§ Excerpt:
*** Begin section ***
A job-sharing furlough bill put forth by State Sen. President Steve Sweeney saving up to $750 million for workers, businesses, and taxpayers has received bipartisan support from two key lawmakers.
Sens. Nellie Pou (D-35), chairwoman of the Commerce Committee, and Steve Oroho (R-24), a member of Senate Budget and Appropriations Committee, voiced their support for the plan.
The legislation, designed to capitalize on provisions of the federal Coronavirus Aid, Relief, and Economic Security (CARES) Act, will ensure furloughed employees retain health and pension benefits in addition to maximized payments.
At the same time, the senators argued it would generate millions in savings for businesses and provide benefits to taxpayers.
“Launching a statewide Job-Sharing Furlough Program provides savings today while many workers are restricted from performing their full duties, while providing needed savings, which could provide protection from layoffs in the future,” said Sen. Sweeney.
The New Jersey Job-Sharing Furlough Program would capitalize on two provisions contained within the $2.2 trillion CARES Act, signed into law March 27.
Capitalizing on CARES Provisions
The CARES Act provided for a $600 per week payment to workers laid off or furloughed due to the current coronavirus pandemic. Additionally, it provided for 100% reimbursement by the federal government for the cost of state unemployment benefits for any states enacting a job-sharing furlough program under an existing state law.
*** End section ***
§ Excerpted records:
*** Begin section ***
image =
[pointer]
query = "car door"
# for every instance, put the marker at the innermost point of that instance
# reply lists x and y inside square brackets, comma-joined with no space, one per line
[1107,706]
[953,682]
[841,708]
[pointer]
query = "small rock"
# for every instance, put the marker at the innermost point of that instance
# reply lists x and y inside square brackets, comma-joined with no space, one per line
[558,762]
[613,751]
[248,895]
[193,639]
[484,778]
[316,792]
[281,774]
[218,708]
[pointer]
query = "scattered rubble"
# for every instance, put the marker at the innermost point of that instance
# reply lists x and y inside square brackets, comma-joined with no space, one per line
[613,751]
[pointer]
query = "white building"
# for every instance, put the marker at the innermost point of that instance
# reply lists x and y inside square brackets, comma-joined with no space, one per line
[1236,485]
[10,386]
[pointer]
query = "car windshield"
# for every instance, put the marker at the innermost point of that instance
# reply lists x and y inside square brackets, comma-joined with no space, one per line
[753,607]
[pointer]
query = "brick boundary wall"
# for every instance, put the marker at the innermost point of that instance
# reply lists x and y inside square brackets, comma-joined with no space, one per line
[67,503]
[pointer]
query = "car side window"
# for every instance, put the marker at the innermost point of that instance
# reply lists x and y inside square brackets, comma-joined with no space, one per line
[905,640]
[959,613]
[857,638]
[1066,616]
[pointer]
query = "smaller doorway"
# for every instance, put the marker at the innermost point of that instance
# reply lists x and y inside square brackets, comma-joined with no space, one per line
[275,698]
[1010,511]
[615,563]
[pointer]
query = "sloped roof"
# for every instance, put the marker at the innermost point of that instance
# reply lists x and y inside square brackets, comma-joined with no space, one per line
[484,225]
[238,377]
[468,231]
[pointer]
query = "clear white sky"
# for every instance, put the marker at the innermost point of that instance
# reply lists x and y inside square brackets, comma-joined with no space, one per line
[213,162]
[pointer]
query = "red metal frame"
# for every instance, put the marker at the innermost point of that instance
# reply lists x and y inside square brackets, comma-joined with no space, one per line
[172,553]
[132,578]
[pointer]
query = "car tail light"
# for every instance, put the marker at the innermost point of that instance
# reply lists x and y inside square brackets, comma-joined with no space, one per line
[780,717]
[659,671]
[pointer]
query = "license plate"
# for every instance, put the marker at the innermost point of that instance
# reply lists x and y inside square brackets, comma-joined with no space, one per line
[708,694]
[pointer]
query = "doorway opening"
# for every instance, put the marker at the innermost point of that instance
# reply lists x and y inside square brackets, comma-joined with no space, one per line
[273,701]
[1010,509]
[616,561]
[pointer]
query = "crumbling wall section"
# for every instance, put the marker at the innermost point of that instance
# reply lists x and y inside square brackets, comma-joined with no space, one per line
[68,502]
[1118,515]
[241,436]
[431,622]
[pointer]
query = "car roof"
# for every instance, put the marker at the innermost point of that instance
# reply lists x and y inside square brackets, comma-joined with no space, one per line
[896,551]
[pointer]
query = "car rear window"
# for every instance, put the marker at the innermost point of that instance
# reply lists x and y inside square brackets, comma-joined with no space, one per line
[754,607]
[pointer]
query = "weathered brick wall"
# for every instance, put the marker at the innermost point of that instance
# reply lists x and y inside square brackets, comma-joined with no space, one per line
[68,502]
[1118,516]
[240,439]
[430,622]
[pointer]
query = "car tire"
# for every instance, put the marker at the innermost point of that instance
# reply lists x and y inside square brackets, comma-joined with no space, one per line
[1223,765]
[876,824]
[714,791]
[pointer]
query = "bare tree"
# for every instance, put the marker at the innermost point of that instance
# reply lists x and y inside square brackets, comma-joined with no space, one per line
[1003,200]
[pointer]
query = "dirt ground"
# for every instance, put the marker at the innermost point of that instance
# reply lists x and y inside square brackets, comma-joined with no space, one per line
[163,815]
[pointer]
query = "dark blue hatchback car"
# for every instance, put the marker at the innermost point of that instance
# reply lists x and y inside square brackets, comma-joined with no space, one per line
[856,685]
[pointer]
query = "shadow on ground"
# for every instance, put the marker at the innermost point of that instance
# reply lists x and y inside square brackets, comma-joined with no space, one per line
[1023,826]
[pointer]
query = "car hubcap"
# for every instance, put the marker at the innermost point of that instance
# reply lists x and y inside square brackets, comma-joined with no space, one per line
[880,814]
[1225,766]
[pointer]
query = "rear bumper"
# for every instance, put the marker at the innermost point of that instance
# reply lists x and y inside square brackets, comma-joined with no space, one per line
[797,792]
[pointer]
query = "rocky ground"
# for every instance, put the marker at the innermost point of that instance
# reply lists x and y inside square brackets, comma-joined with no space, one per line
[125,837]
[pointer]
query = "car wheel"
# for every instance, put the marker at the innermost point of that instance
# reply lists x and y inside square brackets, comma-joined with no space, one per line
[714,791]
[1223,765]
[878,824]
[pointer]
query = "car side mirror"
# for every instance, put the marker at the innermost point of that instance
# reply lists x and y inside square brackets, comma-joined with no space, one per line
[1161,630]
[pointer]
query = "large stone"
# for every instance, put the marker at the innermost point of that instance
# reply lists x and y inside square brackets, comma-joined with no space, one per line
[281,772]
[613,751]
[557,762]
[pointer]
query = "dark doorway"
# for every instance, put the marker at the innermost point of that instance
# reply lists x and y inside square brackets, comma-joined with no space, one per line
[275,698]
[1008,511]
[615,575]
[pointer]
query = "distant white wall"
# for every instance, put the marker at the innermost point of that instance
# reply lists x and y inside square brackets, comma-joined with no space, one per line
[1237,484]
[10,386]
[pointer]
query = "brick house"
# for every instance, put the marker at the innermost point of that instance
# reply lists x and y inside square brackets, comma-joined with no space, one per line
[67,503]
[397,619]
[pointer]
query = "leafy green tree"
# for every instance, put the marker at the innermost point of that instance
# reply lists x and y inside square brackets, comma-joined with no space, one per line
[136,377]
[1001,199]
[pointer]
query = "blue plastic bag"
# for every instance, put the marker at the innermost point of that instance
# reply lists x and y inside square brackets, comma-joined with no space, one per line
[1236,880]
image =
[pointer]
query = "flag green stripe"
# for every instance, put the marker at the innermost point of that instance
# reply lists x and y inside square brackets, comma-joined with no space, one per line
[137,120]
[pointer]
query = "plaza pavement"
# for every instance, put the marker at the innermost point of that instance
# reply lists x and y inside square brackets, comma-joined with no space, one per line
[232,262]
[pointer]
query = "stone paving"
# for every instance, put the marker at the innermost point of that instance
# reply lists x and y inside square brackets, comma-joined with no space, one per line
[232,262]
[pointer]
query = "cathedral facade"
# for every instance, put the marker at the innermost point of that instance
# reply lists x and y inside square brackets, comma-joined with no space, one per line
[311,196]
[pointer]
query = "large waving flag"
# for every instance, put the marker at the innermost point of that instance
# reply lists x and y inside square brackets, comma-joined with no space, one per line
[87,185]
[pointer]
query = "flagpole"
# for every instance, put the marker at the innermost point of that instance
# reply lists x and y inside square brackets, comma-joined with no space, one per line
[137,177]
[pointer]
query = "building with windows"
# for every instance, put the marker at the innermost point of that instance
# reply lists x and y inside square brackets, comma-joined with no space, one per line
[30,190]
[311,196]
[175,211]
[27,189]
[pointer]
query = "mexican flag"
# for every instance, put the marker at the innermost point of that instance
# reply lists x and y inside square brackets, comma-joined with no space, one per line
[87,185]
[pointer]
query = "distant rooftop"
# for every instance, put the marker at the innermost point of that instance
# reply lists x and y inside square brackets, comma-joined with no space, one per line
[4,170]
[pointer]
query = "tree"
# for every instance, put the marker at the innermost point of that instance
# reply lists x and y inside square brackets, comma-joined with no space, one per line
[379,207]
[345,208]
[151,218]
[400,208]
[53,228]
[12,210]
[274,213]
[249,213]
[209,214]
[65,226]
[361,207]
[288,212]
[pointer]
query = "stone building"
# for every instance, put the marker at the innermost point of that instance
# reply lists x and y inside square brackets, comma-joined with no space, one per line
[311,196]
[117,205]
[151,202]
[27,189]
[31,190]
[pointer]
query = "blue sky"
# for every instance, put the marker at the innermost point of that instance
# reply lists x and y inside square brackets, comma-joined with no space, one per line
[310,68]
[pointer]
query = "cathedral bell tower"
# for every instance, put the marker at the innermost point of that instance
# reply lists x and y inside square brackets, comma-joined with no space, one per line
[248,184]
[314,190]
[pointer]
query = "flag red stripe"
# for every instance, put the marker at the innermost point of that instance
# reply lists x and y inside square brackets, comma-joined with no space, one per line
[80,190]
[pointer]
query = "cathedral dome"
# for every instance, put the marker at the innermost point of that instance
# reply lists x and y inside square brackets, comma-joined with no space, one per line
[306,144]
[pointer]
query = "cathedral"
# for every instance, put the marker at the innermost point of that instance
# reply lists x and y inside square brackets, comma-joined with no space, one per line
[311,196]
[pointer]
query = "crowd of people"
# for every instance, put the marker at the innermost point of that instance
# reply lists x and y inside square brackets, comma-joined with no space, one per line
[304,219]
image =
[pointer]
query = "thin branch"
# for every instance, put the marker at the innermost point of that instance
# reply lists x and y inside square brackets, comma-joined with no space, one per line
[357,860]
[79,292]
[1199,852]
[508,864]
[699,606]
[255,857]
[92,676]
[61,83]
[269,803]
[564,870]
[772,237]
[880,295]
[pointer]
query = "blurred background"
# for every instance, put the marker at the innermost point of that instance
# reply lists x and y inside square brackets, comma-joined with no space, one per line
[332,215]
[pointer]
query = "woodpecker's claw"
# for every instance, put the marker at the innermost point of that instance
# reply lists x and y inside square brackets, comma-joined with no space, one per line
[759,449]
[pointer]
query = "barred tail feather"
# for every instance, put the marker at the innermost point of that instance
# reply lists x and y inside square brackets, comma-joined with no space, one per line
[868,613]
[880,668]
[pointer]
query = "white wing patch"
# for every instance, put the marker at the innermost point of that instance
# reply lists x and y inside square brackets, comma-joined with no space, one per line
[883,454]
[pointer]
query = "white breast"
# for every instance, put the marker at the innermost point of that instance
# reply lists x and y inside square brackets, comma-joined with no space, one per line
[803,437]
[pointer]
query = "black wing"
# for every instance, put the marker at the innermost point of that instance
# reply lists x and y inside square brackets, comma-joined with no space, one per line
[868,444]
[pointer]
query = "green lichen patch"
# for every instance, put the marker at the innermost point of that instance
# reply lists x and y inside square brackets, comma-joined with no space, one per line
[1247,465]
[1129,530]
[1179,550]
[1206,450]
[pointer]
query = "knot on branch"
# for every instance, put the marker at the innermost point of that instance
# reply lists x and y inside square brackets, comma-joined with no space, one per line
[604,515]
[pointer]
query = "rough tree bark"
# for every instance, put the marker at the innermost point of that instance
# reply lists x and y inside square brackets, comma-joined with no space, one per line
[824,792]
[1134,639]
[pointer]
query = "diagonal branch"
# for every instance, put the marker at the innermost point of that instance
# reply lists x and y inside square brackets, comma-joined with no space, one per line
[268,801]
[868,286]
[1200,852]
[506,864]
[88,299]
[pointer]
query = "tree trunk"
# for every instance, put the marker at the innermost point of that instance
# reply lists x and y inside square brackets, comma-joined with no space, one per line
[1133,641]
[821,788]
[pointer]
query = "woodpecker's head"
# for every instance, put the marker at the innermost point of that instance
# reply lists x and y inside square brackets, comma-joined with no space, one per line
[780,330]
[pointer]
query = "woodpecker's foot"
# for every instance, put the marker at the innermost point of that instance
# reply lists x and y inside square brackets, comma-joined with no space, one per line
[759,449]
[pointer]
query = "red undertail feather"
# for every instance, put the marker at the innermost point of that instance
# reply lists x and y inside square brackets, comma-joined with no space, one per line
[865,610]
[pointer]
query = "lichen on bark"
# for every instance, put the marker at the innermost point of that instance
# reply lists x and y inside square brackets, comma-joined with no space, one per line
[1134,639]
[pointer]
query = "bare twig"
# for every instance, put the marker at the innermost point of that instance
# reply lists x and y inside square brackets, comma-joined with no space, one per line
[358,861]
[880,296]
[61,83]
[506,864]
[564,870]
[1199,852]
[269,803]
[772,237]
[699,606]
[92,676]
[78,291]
*** End section ***
§ What to work on:
[A] In the article on the job-sharing furlough bill, what date was the CARES Act signed into law?
[B] Please continue the article on the job-sharing furlough bill, picking up right after its final paragraph.

§ Activity answers:
[A] March 27.

[B]
With the provision for the $600 payments set to end July 31, the senators reasoned the program would provide as much money as possible to New Jersey’s residents, and urged Gov. Phil Murphy and the Department of Labor and Workforce Development to launch immediately.
“Every day we delay costs us money. We have to do everything we can to save tax dollars now to avoid a bigger budget crisis later,” said Sen. Oroho.
Safeguarding County, Municipal Workers
The bill would be useful to municipal and county governments who feared laying off workers in light of future budget problems, according to Sen. Pou, who also highlighted the benefits for all New Jerseyans.
The program, as introduced by Pou and her colleagues, would guarantee future pension benefits would not be reduced, and that seniority could still be accrued.
“We should do everything we can to put more money in the pockets of New Jerseyans today so they will have more money to spend to recharge our economy when the coronavirus crisis ends,” he said.